--- Directions for this task ---
Please print each line of the items below word for word, but leave out the pictures.

++++++++++++++++++++

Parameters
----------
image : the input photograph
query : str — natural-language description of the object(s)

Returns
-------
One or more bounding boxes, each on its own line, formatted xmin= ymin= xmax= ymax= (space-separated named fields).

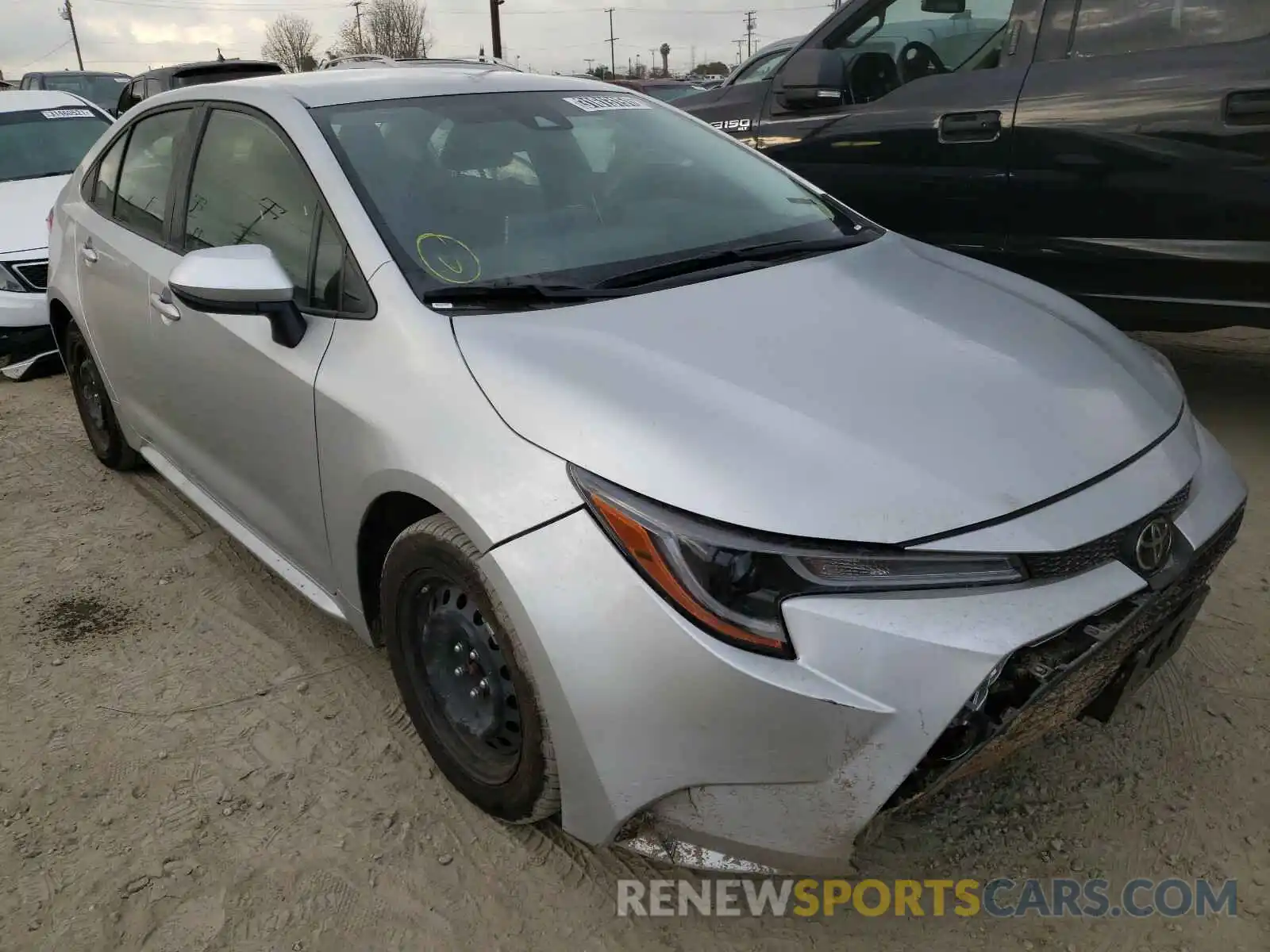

++++++++++++++++++++

--- Output for this task ---
Parameters
----------
image : the input photograph
query : str — natural-language description of the object(s)

Returns
-------
One or more bounding boxes, each on its own line, formatted xmin= ymin= xmax= ymax= (space-separated named fields).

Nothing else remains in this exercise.